What is being asked> Rewrite the data below with "photo" swapped for "image" wherever it occurs, keeping everything else unchanged. Omit the pictures from your answer.

Exercise data>
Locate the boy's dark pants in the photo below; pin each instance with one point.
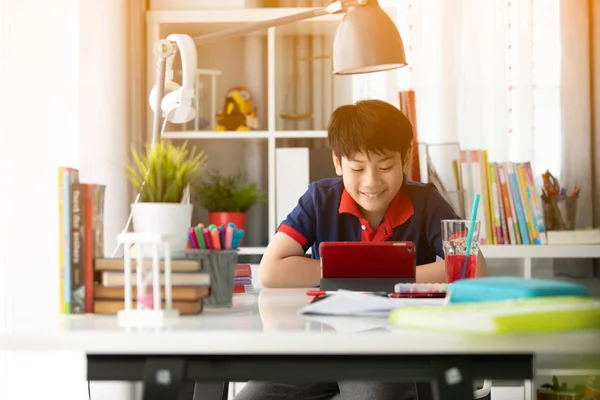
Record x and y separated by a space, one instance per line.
255 390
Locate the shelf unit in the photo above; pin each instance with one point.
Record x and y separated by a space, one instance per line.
273 87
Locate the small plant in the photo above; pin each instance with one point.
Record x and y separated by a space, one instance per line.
228 193
161 173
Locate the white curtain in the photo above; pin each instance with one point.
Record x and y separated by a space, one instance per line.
486 74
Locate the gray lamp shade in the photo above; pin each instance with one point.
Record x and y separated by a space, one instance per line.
367 40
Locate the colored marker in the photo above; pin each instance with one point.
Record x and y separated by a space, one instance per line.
208 238
228 237
194 239
215 238
200 237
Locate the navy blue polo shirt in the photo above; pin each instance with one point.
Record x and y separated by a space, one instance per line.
327 213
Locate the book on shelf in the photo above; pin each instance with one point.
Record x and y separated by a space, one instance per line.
186 299
510 208
81 239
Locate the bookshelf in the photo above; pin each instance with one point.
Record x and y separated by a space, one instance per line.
261 62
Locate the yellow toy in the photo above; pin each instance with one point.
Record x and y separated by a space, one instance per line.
238 113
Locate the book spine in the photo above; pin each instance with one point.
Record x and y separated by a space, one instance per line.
528 201
498 238
70 177
511 203
503 228
61 240
88 254
514 189
537 205
510 218
78 192
485 190
95 243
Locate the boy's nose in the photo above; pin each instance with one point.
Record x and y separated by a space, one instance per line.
372 179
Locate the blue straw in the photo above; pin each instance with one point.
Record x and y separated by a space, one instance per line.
463 273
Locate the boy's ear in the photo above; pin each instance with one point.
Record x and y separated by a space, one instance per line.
337 163
406 160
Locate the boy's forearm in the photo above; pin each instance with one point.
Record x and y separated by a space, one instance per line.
292 271
436 272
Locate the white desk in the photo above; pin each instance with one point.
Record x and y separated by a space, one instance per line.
262 337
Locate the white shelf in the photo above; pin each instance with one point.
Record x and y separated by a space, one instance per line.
300 134
213 20
252 251
511 251
523 252
539 251
243 134
216 135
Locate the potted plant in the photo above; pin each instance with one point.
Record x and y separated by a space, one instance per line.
161 174
228 197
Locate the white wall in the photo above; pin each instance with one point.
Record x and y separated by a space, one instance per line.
58 108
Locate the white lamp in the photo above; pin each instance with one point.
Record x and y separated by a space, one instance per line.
366 40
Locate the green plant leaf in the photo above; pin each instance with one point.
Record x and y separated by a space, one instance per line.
231 193
161 173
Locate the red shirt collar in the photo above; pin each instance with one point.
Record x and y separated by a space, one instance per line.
398 212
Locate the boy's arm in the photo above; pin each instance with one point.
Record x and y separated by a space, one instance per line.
284 265
436 272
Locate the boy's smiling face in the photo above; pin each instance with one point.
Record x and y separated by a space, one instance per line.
372 180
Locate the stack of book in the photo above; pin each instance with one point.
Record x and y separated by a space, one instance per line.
81 239
510 210
189 285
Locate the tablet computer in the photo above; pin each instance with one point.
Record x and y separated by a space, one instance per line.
351 260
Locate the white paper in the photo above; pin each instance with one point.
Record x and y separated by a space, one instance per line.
347 303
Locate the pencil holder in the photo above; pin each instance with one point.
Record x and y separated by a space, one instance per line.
221 266
560 212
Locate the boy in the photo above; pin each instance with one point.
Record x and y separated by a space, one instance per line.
372 201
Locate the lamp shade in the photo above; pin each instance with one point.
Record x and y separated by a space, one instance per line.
367 40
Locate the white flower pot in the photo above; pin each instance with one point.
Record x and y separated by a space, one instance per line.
172 219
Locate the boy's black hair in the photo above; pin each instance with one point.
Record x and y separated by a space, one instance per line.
369 126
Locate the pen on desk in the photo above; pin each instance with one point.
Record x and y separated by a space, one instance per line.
238 239
200 237
207 238
215 237
221 230
228 237
193 239
328 292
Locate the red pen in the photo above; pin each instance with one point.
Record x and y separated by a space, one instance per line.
328 292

Task solution>
Locate the boy's dark pants in the image below; pin each instance with one point.
Record x and y separated by a space, one instance per line.
255 390
Locate the shelf unit in the image above; pin each instance with one point.
Record x and y separated by a space, one instance per line.
273 87
Locate the small plant in the image above; pin each instance with one point.
Record x and y separated by a space, one instance per line.
228 193
161 173
Locate the white curtain in the image above; pin each instance with one point.
Record x and y separated by a space, one instance per line.
486 74
Locate the gray lamp shade in the image above; pin each instance with one point.
Record x and y separated by a space, one instance per line.
367 40
Locate the colored marker in the image above; pin each instance with one point.
Record x and y separated by a space, one instance per line.
208 238
228 237
194 239
215 238
200 237
Locate the navy blue polo shirt in the image above; pin each instance with one point.
Record x and y separated by a space, one instance per line.
327 213
Locate the book on shelf in the image above; pin each instance with one point.
Record x and y separated by a space, one instance per line.
186 299
510 208
81 239
Locate the bookshelf in the image above; pin each instance with one point.
Record x and y separated by a space, one instance per line.
261 62
Locate the yellow toy in the image above; pin each instance with one point.
Record x and y separated by a space, one instance per line.
238 113
Locate the book spine in the image above; pin each instance with one point.
Record x and y separated by a space, one instance per line.
528 201
498 238
70 177
511 203
503 228
61 240
88 254
514 189
537 205
510 218
78 192
485 190
95 243
Locate the boy's nose in the image above; pin each instance with one point.
Record x and y separated by a space, one instance per line.
372 179
Locate the blue straw in the image above; pin each instance with one point.
Record x and y separated by a space, one instance per line.
463 273
Locate the boy's ear in the image above; pin each instance with one point.
Record x and y separated by a space, one instance per line.
337 163
406 160
Locate the boy's forearm in the image above; pin each instance with one point.
Record x and y separated by a space, one instance per line.
292 271
436 272
Locate the white desk in the image above; pin each instance with one point.
Record x and y separated by a space, one instance per line.
262 337
Locate the white shelf in the image above; pin each instance with one point.
Record x and y separated by a space, one instance per line.
300 134
213 20
252 251
511 251
523 252
539 251
243 134
216 135
Locate the potted plant in the image above; pin each instance with one point.
Record x and y separated by a space, one instance per line.
161 174
228 197
Locate the white wall in the image above; pin each instance with one point.
Record x and y separated by a space, one instance per line.
58 108
Locate the white lamp in the image above; pin each instance with one point.
Record x and y separated by a space, one instance per line.
366 40
Locate the green plant leaf in the image above; pin each instance with one point.
Record x and y separated by a space, one instance per line.
231 193
161 173
Locate the red shirt collar in the image above; pin each instance with one point.
Record x and y separated by a space, one instance per line.
398 212
Locate the boy's arm in the image above; pin each instance with one point.
Record x and y separated by a space, one instance per line.
284 265
436 272
Locate the boy's smiling face in the image above; pin each instance with one point.
Record x and y separated by a space, one instance per line.
372 180
Locate the stack of book in the image above; pin each instance with one point.
Record x and y separated by a space, one instance per line.
81 239
510 210
189 285
Locate the tablet computer in the image above; pin each instance with one point.
Record x and y separated by a space, one instance per line.
351 260
Locate the white paper in the image above; pin each instance with one point.
Record x and y separated by a space, one instance per line.
347 303
Locate the pencil holder in the image above; pin each instance with one point.
Record x and y separated by a space, one instance per line.
221 266
560 212
Locate the boy in the image above; pin each instance with one point.
Record x and y separated by a space, one instance per line.
372 201
Locate the lamp shade in the image above; pin each instance with one point.
Record x and y separated by a space, one instance per line.
367 40
Locate the white flower pot in the image above; pin each instance with one point.
Record x and y separated by a space, one instance per line.
172 219
Locate the boy's black hair in the image above; pin each instance with one point.
Record x and y separated by a space, one instance per line.
369 126
Locate the pen on desk in the image above; pin each instance with one point.
Record x and y separated by a space, one instance per line.
238 239
200 237
207 238
215 237
221 230
228 237
193 239
328 292
Locate the red pen in the image above; pin each instance with one point.
Record x and y separated by a space, one instance per line.
328 292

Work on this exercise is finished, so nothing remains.